Problem requirements:
Please return all of the data below unchanged, line for line, but leave out the pictures.

━━━ Source records

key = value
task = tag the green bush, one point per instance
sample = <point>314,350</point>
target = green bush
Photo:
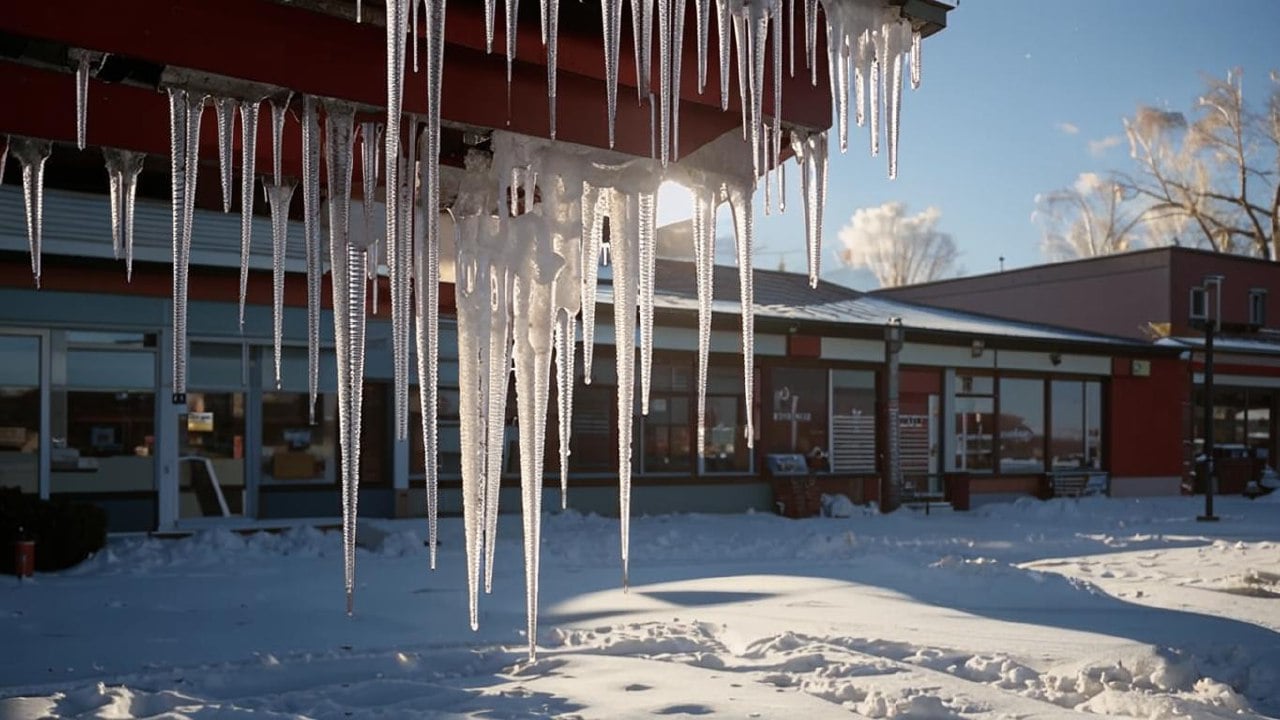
<point>65,532</point>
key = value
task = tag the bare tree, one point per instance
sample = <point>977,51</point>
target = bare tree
<point>1217,171</point>
<point>896,247</point>
<point>1089,218</point>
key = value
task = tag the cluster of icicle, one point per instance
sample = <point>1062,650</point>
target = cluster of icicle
<point>530,229</point>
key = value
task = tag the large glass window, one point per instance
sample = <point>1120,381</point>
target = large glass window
<point>853,422</point>
<point>19,413</point>
<point>1075,424</point>
<point>1022,425</point>
<point>104,417</point>
<point>796,410</point>
<point>725,433</point>
<point>976,423</point>
<point>293,450</point>
<point>667,442</point>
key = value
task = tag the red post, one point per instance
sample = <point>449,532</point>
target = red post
<point>24,557</point>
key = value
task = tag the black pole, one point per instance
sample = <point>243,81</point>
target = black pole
<point>1208,423</point>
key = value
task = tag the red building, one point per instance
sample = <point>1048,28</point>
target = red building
<point>1156,408</point>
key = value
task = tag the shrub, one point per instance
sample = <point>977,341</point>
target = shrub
<point>65,532</point>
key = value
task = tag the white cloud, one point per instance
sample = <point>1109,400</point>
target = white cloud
<point>1098,147</point>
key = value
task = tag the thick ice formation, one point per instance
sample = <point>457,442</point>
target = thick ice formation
<point>224,108</point>
<point>31,154</point>
<point>347,263</point>
<point>311,238</point>
<point>248,156</point>
<point>123,168</point>
<point>278,196</point>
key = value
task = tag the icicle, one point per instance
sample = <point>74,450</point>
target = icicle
<point>611,12</point>
<point>347,264</point>
<point>225,112</point>
<point>722,26</point>
<point>915,59</point>
<point>647,255</point>
<point>551,37</point>
<point>664,87</point>
<point>741,204</point>
<point>278,197</point>
<point>31,154</point>
<point>810,39</point>
<point>677,53</point>
<point>428,281</point>
<point>839,81</point>
<point>702,10</point>
<point>397,254</point>
<point>533,341</point>
<point>311,238</point>
<point>791,35</point>
<point>370,139</point>
<point>279,106</point>
<point>123,167</point>
<point>248,155</point>
<point>488,24</point>
<point>512,17</point>
<point>593,231</point>
<point>622,238</point>
<point>81,96</point>
<point>181,249</point>
<point>704,263</point>
<point>499,377</point>
<point>641,35</point>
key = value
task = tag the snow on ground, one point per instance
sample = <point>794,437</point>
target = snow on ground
<point>1116,607</point>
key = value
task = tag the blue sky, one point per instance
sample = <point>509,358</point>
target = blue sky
<point>991,123</point>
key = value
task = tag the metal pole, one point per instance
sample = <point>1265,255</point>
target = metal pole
<point>1210,479</point>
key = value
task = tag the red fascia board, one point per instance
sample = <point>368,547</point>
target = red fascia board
<point>330,57</point>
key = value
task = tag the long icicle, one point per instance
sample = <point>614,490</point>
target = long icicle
<point>32,154</point>
<point>647,254</point>
<point>397,255</point>
<point>278,196</point>
<point>224,109</point>
<point>82,67</point>
<point>370,151</point>
<point>181,250</point>
<point>551,22</point>
<point>593,224</point>
<point>743,205</point>
<point>704,259</point>
<point>622,231</point>
<point>611,12</point>
<point>248,156</point>
<point>677,53</point>
<point>279,108</point>
<point>124,168</point>
<point>347,263</point>
<point>429,278</point>
<point>311,238</point>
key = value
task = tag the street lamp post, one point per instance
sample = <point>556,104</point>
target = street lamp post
<point>894,336</point>
<point>1212,318</point>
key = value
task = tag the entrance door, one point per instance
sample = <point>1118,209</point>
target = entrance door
<point>211,455</point>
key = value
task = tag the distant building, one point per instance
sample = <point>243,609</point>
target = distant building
<point>1147,295</point>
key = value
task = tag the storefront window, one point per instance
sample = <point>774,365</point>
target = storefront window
<point>104,422</point>
<point>853,422</point>
<point>1022,425</point>
<point>19,413</point>
<point>1075,425</point>
<point>976,423</point>
<point>796,410</point>
<point>293,450</point>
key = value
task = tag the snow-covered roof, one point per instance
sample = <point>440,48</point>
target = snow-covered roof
<point>787,296</point>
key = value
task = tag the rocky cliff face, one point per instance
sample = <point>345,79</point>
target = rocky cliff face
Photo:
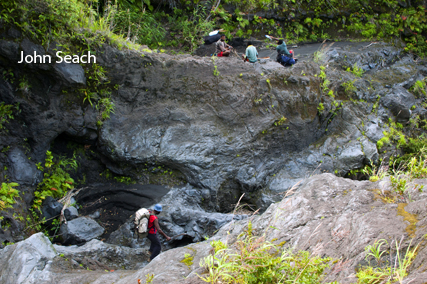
<point>217,129</point>
<point>237,130</point>
<point>327,215</point>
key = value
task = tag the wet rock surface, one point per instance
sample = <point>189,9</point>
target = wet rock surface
<point>252,129</point>
<point>327,215</point>
<point>79,231</point>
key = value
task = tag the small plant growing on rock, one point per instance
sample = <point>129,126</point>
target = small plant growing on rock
<point>8,193</point>
<point>320,108</point>
<point>375,250</point>
<point>253,259</point>
<point>390,274</point>
<point>420,87</point>
<point>355,70</point>
<point>188,260</point>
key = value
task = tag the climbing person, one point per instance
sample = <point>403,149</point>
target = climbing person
<point>213,36</point>
<point>153,228</point>
<point>222,48</point>
<point>284,56</point>
<point>251,54</point>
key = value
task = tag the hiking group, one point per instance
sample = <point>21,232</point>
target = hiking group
<point>284,56</point>
<point>147,225</point>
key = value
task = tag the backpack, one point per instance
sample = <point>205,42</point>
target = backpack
<point>286,61</point>
<point>211,39</point>
<point>141,222</point>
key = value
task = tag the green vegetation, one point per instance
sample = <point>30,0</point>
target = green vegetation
<point>216,72</point>
<point>182,24</point>
<point>320,108</point>
<point>8,193</point>
<point>393,272</point>
<point>188,260</point>
<point>122,179</point>
<point>355,70</point>
<point>420,87</point>
<point>253,259</point>
<point>6,113</point>
<point>280,122</point>
<point>349,86</point>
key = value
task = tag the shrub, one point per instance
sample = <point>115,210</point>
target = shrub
<point>8,192</point>
<point>255,260</point>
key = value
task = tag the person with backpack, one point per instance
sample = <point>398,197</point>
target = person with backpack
<point>251,54</point>
<point>284,56</point>
<point>153,229</point>
<point>222,48</point>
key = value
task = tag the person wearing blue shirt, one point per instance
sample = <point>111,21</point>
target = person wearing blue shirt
<point>284,56</point>
<point>251,54</point>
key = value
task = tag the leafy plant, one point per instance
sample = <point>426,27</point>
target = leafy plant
<point>375,250</point>
<point>356,70</point>
<point>320,108</point>
<point>254,260</point>
<point>389,274</point>
<point>6,113</point>
<point>8,193</point>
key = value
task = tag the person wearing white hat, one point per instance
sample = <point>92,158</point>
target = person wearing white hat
<point>153,229</point>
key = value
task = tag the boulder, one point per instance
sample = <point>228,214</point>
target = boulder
<point>326,215</point>
<point>80,230</point>
<point>28,261</point>
<point>22,170</point>
<point>108,256</point>
<point>71,213</point>
<point>71,73</point>
<point>51,208</point>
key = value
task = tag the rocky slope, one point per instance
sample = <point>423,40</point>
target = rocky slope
<point>327,215</point>
<point>209,130</point>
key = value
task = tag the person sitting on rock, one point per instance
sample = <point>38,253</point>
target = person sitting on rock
<point>251,53</point>
<point>222,48</point>
<point>153,228</point>
<point>284,56</point>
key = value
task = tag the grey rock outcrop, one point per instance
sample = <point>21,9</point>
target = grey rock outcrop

━━━━━━

Output for this task:
key = value
task = tag the green bush, one point per instance
sample = <point>314,350</point>
target = green bush
Photo:
<point>65,532</point>
key = value
task = tag the bare tree, one point per instance
sample = <point>977,51</point>
target = bare tree
<point>1217,171</point>
<point>896,247</point>
<point>1089,218</point>
key = value
task = tag the cluster of icicle, one point per instance
sample = <point>1062,650</point>
target = cluster of icicle
<point>530,229</point>
key = value
task = tag the large glass window, one point per instance
sample = <point>1120,381</point>
target = large glass window
<point>853,422</point>
<point>19,413</point>
<point>1075,424</point>
<point>1022,425</point>
<point>104,417</point>
<point>796,410</point>
<point>725,433</point>
<point>976,423</point>
<point>293,450</point>
<point>667,442</point>
key = value
task = tag the red post, one point per instance
sample = <point>449,532</point>
target = red post
<point>24,557</point>
key = value
task = tag the black pole, one point per instance
sample = <point>243,81</point>
target = black pole
<point>1208,423</point>
key = value
task = tag the red building, one point per instance
sample = <point>1048,28</point>
target = red building
<point>1156,408</point>
key = value
task = tag the shrub, one point per instance
sample = <point>977,341</point>
target = shrub
<point>65,532</point>
key = value
task = tag the white cloud, one point per instance
sample = <point>1109,400</point>
target = white cloud
<point>1098,147</point>
key = value
task = tag the thick ice formation, one point per instance
sample = <point>457,442</point>
target = thick ice formation
<point>224,108</point>
<point>31,154</point>
<point>347,263</point>
<point>311,238</point>
<point>248,156</point>
<point>123,168</point>
<point>278,196</point>
key = value
task = tag the icicle, one point per instance
sample = <point>74,450</point>
target = icicle
<point>611,12</point>
<point>347,264</point>
<point>225,112</point>
<point>722,26</point>
<point>915,59</point>
<point>647,255</point>
<point>551,37</point>
<point>664,87</point>
<point>741,204</point>
<point>278,197</point>
<point>31,154</point>
<point>810,39</point>
<point>677,53</point>
<point>428,281</point>
<point>839,81</point>
<point>702,10</point>
<point>397,254</point>
<point>533,341</point>
<point>311,238</point>
<point>791,35</point>
<point>370,139</point>
<point>279,106</point>
<point>123,167</point>
<point>248,155</point>
<point>488,24</point>
<point>512,17</point>
<point>593,231</point>
<point>622,238</point>
<point>81,96</point>
<point>181,249</point>
<point>704,263</point>
<point>499,377</point>
<point>641,35</point>
key = value
task = tag the snow on ground, one point per instance
sample = <point>794,437</point>
target = snow on ground
<point>1116,607</point>
key = value
task = tag the blue sky, one point per instance
sample = <point>509,358</point>
target = blue sky
<point>991,123</point>
key = value
task = tag the metal pole, one point per instance
sample = <point>1265,255</point>
target = metal pole
<point>1210,479</point>
key = value
task = tag the red fascia board, one point per instance
sample = <point>368,547</point>
target = red fascia board
<point>330,57</point>
key = value
task = tag the long icicle, one point per instance
sample = <point>614,490</point>
target = long icicle
<point>32,154</point>
<point>647,254</point>
<point>397,255</point>
<point>278,196</point>
<point>224,109</point>
<point>82,67</point>
<point>370,151</point>
<point>181,250</point>
<point>551,22</point>
<point>593,224</point>
<point>743,205</point>
<point>704,259</point>
<point>622,231</point>
<point>611,12</point>
<point>248,156</point>
<point>677,53</point>
<point>279,108</point>
<point>124,168</point>
<point>347,263</point>
<point>429,278</point>
<point>311,238</point>
key = value
task = tag the street lamp post, one point per instance
sample = <point>556,104</point>
target = street lamp post
<point>894,336</point>
<point>1212,318</point>
key = value
task = tag the entrance door, one point per instance
sample = <point>1118,209</point>
target = entrance door
<point>211,455</point>
key = value
task = tag the distant building, one point per instance
sample = <point>243,609</point>
target = distant building
<point>1147,295</point>
key = value
task = tag the storefront window, one point per instance
sample = <point>774,365</point>
target = storefront window
<point>104,422</point>
<point>853,422</point>
<point>1022,425</point>
<point>19,413</point>
<point>1075,425</point>
<point>976,423</point>
<point>796,410</point>
<point>293,450</point>
key = value
task = tag the snow-covered roof, one point per instance
sample = <point>440,48</point>
target = snow-covered roof
<point>787,296</point>
key = value
task = tag the rocky cliff face, one point per instance
sample = <point>345,79</point>
target = rocky cliff face
Photo:
<point>217,129</point>
<point>237,130</point>
<point>327,215</point>
key = value
task = tag the wet rock surface, one point per instance
sample = <point>189,9</point>
target = wet rock surface
<point>252,129</point>
<point>327,215</point>
<point>79,231</point>
key = value
task = tag the small plant growing on rock, one point per instance
sample = <point>129,126</point>
target = small plant growing on rock
<point>8,193</point>
<point>320,108</point>
<point>375,250</point>
<point>253,259</point>
<point>390,274</point>
<point>420,87</point>
<point>355,70</point>
<point>188,260</point>
key = value
task = tag the climbing person, one point per instance
sample = <point>403,149</point>
target = climbing person
<point>213,36</point>
<point>153,228</point>
<point>222,48</point>
<point>284,56</point>
<point>251,54</point>
key = value
task = tag the hiking group, one point per instance
sample = <point>21,232</point>
target = hiking group
<point>284,56</point>
<point>147,225</point>
key = value
task = tag the backpack, one point per instance
sample = <point>205,42</point>
target = backpack
<point>286,61</point>
<point>211,39</point>
<point>141,222</point>
key = value
task = tag the green vegetation, one point per instance
sample = <point>30,0</point>
target = green vegetation
<point>216,72</point>
<point>182,24</point>
<point>320,108</point>
<point>8,193</point>
<point>393,272</point>
<point>188,260</point>
<point>122,179</point>
<point>355,70</point>
<point>420,87</point>
<point>253,259</point>
<point>6,113</point>
<point>280,122</point>
<point>349,86</point>
key = value
task = tag the shrub, one point per instance
sample = <point>115,210</point>
target = shrub
<point>8,192</point>
<point>255,260</point>
key = value
task = tag the person with backpack, one point per instance
sample = <point>398,197</point>
target = person with backpack
<point>251,54</point>
<point>284,56</point>
<point>153,229</point>
<point>222,48</point>
key = value
task = tag the person wearing blue shirt, one point per instance
sample = <point>111,21</point>
target = person wearing blue shirt
<point>284,56</point>
<point>251,54</point>
key = value
task = tag the leafy plant, one point per instance
sample = <point>426,27</point>
target = leafy plant
<point>375,250</point>
<point>356,70</point>
<point>320,108</point>
<point>254,260</point>
<point>389,274</point>
<point>6,113</point>
<point>8,193</point>
key = value
task = tag the person wearing white hat, one point per instance
sample = <point>92,158</point>
target = person wearing white hat
<point>153,229</point>
key = value
task = tag the boulder, one point per instance
sample = <point>228,214</point>
target = boulder
<point>326,215</point>
<point>80,230</point>
<point>28,261</point>
<point>22,170</point>
<point>108,256</point>
<point>71,213</point>
<point>71,73</point>
<point>51,208</point>
key = value
task = tag the rocky slope, one point per instance
sample = <point>423,40</point>
target = rocky slope
<point>327,215</point>
<point>209,130</point>
key = value
task = tag the person sitting on rock, one point per instance
sample = <point>38,253</point>
target = person sitting on rock
<point>251,53</point>
<point>222,48</point>
<point>153,228</point>
<point>284,56</point>
key = value
task = tag the grey rock outcrop, one point per instance
sample = <point>21,9</point>
target = grey rock outcrop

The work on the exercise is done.